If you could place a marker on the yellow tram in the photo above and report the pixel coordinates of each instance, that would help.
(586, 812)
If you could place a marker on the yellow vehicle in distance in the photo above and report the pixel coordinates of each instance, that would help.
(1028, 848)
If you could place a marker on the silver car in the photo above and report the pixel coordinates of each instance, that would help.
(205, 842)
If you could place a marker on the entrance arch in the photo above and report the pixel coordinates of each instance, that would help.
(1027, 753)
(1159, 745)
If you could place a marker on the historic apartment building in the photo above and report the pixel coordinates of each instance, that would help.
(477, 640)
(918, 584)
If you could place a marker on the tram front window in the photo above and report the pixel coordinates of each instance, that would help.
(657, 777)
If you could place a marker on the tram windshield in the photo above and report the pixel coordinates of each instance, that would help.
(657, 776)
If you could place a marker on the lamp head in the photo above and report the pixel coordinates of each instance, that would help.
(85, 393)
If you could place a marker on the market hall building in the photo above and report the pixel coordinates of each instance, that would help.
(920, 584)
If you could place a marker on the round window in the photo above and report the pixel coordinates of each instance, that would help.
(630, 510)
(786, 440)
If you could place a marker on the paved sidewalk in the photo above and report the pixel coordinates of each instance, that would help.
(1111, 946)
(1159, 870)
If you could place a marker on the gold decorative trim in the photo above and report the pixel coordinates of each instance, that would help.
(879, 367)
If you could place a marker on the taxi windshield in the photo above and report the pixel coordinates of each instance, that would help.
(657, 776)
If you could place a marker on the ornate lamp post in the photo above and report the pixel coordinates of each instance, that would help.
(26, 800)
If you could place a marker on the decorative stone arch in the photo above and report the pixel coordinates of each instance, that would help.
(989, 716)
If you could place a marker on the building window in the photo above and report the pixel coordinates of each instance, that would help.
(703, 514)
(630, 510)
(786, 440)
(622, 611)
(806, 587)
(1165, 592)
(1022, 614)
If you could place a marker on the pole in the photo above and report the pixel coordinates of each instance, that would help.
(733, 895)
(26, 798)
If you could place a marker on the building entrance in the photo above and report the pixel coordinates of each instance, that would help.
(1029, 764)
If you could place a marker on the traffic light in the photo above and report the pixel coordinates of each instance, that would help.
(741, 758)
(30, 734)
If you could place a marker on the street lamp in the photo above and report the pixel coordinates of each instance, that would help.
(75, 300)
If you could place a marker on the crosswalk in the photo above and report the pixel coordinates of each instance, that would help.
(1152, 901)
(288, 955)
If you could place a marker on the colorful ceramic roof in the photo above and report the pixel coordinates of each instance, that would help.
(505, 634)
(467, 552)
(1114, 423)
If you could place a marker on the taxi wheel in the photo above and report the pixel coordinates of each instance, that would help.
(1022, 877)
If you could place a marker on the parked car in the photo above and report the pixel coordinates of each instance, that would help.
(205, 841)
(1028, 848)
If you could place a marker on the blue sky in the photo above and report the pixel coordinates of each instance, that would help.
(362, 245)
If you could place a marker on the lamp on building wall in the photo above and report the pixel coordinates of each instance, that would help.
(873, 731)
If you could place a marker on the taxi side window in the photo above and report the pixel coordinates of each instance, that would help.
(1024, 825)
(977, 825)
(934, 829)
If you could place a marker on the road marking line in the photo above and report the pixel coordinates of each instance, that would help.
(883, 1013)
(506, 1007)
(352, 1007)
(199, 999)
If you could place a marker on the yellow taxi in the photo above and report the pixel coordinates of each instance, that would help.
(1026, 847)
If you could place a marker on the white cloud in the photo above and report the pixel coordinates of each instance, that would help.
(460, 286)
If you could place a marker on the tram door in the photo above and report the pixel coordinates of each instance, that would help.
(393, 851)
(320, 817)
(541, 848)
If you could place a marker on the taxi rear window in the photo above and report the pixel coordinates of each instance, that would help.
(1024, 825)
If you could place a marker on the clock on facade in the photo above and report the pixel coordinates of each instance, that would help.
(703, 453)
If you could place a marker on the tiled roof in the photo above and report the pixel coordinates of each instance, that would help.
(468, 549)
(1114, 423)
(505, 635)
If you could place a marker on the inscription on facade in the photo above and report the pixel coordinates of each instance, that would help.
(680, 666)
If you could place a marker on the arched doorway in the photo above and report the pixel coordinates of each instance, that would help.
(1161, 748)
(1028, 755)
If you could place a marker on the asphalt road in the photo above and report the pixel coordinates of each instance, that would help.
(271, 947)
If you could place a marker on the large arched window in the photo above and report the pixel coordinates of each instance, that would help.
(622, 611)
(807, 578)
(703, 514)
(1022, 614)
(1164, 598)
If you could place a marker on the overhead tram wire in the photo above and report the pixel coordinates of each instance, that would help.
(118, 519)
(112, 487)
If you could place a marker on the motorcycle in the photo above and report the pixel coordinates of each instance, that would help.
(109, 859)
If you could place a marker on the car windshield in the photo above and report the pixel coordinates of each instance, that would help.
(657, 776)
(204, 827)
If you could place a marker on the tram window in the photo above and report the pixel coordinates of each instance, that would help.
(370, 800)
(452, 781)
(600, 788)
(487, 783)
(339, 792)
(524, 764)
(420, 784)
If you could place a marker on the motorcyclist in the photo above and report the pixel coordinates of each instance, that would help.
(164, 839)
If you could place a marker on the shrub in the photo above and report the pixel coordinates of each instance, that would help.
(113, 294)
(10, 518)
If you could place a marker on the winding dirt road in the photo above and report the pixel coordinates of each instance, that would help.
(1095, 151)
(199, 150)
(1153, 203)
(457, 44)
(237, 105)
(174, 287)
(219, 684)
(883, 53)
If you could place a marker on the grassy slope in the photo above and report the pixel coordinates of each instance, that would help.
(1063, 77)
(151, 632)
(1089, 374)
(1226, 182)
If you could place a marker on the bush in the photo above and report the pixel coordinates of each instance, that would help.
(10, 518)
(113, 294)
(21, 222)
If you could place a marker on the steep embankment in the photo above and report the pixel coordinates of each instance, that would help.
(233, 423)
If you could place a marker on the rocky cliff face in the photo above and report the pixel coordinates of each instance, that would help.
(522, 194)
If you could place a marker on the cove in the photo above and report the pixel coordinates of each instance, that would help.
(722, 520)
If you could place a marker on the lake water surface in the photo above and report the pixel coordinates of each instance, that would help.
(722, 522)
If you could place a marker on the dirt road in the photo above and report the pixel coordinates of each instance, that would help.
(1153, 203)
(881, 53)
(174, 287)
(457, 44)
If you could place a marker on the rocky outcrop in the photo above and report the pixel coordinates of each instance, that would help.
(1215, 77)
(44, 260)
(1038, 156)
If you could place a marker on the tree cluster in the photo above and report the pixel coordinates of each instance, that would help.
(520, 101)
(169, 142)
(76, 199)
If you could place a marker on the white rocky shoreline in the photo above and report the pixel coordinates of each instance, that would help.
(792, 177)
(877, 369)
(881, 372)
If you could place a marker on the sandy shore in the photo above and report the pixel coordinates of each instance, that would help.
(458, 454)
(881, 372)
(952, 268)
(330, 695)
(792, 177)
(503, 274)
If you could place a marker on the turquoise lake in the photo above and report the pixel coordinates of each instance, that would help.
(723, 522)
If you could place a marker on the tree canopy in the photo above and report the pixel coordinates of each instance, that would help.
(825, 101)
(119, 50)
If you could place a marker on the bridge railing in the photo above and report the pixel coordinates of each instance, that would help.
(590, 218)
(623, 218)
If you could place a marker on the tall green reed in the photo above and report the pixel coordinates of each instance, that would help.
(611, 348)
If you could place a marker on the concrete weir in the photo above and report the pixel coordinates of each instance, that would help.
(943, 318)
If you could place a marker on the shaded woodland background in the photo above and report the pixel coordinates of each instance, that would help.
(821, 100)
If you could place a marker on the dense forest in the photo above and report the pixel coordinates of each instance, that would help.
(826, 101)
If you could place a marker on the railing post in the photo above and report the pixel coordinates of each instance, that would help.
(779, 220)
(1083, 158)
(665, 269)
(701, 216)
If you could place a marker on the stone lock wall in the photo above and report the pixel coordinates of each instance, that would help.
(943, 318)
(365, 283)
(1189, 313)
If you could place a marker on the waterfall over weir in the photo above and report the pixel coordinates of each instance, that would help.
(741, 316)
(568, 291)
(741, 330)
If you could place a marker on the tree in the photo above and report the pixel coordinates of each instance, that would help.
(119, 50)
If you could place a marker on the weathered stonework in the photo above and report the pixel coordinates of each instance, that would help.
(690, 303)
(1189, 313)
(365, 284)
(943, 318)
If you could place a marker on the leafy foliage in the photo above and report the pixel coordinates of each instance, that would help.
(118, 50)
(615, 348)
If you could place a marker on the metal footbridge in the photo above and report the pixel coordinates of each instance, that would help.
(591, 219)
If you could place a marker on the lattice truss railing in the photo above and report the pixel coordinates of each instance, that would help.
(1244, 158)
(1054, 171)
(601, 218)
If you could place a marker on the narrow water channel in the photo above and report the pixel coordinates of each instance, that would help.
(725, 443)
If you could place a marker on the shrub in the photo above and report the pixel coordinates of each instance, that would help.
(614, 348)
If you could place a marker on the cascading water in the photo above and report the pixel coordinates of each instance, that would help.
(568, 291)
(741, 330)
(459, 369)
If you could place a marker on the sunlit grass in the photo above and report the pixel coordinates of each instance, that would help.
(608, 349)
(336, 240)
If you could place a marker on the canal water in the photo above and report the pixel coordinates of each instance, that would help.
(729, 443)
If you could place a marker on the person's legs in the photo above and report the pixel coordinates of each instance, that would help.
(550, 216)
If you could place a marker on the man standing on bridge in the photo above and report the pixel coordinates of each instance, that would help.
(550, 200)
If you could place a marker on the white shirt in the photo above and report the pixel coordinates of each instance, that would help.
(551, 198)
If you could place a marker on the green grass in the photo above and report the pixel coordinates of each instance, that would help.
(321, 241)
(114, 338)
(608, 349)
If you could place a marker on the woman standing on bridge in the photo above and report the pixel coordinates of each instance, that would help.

> _WHAT IS ASKED_: Please reproduce the items above word for word, beginning at the line that contains "If you could place a marker on the canal" and stopping after the final line of the items.

> _ANSWER TO THIS EXERCISE_:
If you could place a marker on the canal water in the photo above and report the pixel coordinates of each instance, that would help.
(729, 443)
If you could place a marker on the person's legs in the photo above and report the pixel coordinates of each instance, that would help.
(550, 216)
If you could place a marker on the man standing on bridge in the photo above and report the pixel coordinates of each instance, that would help.
(550, 200)
If you could place a marker on the white shirt in the photo above and report the pixel coordinates of each instance, that would help.
(551, 198)
If you could place a marker on the green grass in the photo above and report the pixel coordinates of each instance, that would help.
(321, 241)
(114, 338)
(608, 349)
If you could place a marker on the woman standing on bridge in the photo above and report the pixel coordinates of each instance, that would help.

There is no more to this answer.